**The problem:** Copy every line of the data below without changing a single character.

**Material shown:**
__________

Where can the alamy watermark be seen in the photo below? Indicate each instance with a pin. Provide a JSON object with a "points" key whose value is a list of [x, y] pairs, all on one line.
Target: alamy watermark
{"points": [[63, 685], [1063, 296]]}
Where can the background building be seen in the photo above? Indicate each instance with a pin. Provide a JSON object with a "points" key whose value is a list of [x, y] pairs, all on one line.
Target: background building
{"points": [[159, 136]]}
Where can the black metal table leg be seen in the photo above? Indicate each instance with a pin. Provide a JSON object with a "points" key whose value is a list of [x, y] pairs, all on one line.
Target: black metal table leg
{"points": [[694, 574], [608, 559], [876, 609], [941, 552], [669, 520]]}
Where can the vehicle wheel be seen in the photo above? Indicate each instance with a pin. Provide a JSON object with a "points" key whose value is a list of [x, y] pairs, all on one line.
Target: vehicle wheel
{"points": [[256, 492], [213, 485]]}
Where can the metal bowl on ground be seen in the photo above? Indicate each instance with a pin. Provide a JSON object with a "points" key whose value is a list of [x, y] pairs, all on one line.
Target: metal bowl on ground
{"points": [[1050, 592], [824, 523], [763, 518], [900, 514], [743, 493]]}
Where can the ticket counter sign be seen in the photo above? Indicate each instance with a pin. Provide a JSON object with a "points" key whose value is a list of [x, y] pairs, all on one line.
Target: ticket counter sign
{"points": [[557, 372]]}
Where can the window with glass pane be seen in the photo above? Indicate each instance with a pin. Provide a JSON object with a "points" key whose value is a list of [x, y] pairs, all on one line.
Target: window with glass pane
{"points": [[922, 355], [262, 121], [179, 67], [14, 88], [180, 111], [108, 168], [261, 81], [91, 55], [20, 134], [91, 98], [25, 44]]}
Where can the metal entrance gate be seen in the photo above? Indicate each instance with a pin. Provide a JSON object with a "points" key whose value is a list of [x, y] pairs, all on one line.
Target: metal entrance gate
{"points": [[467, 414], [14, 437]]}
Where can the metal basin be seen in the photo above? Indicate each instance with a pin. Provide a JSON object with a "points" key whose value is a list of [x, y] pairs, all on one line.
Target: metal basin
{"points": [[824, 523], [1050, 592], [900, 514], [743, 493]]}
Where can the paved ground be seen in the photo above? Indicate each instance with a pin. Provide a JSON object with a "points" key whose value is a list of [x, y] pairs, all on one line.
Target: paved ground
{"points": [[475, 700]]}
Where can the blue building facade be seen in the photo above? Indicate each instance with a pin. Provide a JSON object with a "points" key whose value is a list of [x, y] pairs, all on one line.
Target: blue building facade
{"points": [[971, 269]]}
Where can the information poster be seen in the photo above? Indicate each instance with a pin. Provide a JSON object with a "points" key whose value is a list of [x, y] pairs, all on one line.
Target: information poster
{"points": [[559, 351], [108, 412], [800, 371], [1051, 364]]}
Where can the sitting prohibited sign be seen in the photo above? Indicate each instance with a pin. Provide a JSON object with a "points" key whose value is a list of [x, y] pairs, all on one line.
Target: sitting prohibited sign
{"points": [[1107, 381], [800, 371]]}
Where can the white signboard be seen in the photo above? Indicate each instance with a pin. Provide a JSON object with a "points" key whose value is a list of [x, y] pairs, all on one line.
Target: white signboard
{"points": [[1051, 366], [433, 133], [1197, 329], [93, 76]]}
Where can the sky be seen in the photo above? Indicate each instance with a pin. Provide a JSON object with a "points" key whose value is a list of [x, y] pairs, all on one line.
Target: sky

__________

**Response to this task:**
Where can the alamy watermark be seen in the photo below? Indicate each instance with a pin. Provide a JSON object with a "points" key whose value is a list of [x, y] pairs, all on one line.
Target: alamy watermark
{"points": [[63, 685], [1063, 296]]}
Where can the background building be seen in the photo above? Indicate each instance with a pin. Provide a JSON object with a "points" key whose value is a list of [x, y] pairs, all on one line.
Target: background building
{"points": [[159, 136]]}
Where can the black metal table leg be seen in the photo above? Indicate each instance with a pin. Provide a JSON object with a "points" key whose value is a list of [x, y] pairs, all on one line.
Target: black metal table leg
{"points": [[694, 574], [608, 559], [876, 609], [941, 552], [669, 520]]}
Where can the vehicle wheel be seen in the photo above? Indicate each instance with a pin. Provide a JSON object with a "points" key whose value is a list of [x, y] pairs, all on one line.
Target: vehicle wheel
{"points": [[256, 492], [213, 485]]}
Where can the metal bowl on ground be seen in the photo above? Indicate each instance with a pin. Provide a JSON object with a "points" key whose value is a list of [x, y] pairs, all on one line.
Target: metal bowl on ground
{"points": [[1050, 592], [824, 523], [763, 518], [900, 514], [743, 493]]}
Where can the ticket counter sign be seen in the photo above? Indicate each instance with a pin. Provide a JSON object with a "points" key whose value is a list of [x, y] pairs, all on one line.
Target: ticket counter sign
{"points": [[557, 372]]}
Where can the window with glass pane be seen in the photo above? Indicate each instance with a pin. Provide a JSON object with a "points" key whose value is a list of [x, y] pairs, all on one line.
Target: window with glass pane
{"points": [[922, 355], [262, 121], [179, 67], [14, 88], [180, 111], [108, 168], [261, 81], [91, 55], [20, 134], [91, 98], [25, 44]]}
Where can the metal entrance gate be seen in the photo above? Indicate each instance with a pin. Provide a JSON object with a "points" key whose value is a list of [x, y] pairs, all on one line.
Target: metal entrance gate
{"points": [[467, 414], [14, 437]]}
Where can the metal basin be seen in the photo above? Indicate each instance with a pin. Provide a JSON object with a "points" key whose value is a list of [x, y] pairs, all on one line.
Target: metal basin
{"points": [[824, 523], [1050, 592], [900, 514], [743, 493]]}
Where can the paved ground be seen in the photo above? Indicate each instance with a pin. Provide a JSON object with a "points" key whose value is a list of [x, y] pairs, all on one line.
Target: paved ground
{"points": [[475, 700]]}
Where can the blue building facade be seen in the photo above? Indicate each instance with a pin. Provide a JSON object with a "points" key whose value is a list of [x, y] pairs, all on one line.
Target: blue building facade
{"points": [[971, 269]]}
Where can the information poster be seen in the photo above? Indicate each instance with a pin. Provide a JSON object with a "points" key whose value is a list of [x, y] pairs, all on one line.
Target: information poster
{"points": [[559, 351], [108, 412], [800, 371], [1051, 364]]}
Where can the sitting prohibited sign be seen in the photo above? Indicate each instance with a pin. Provide a JSON object with a "points" key whose value is a list of [x, y] pairs, all on one line.
Target: sitting prohibited sign
{"points": [[1107, 381], [800, 371]]}
Where can the white signboard be seen in the photo above? Indicate each instance with a pin. Provide a JSON object with a "points" key whose value is a list of [x, y] pairs, all on one line.
Target: white signboard
{"points": [[1051, 366], [433, 133], [1197, 329], [93, 76]]}
Where can the sky be seen in the photo above? Indicate each instance with a pin. Provide a JSON object with a "points" key whose value is a list of [x, y] pairs, all on one line.
Target: sky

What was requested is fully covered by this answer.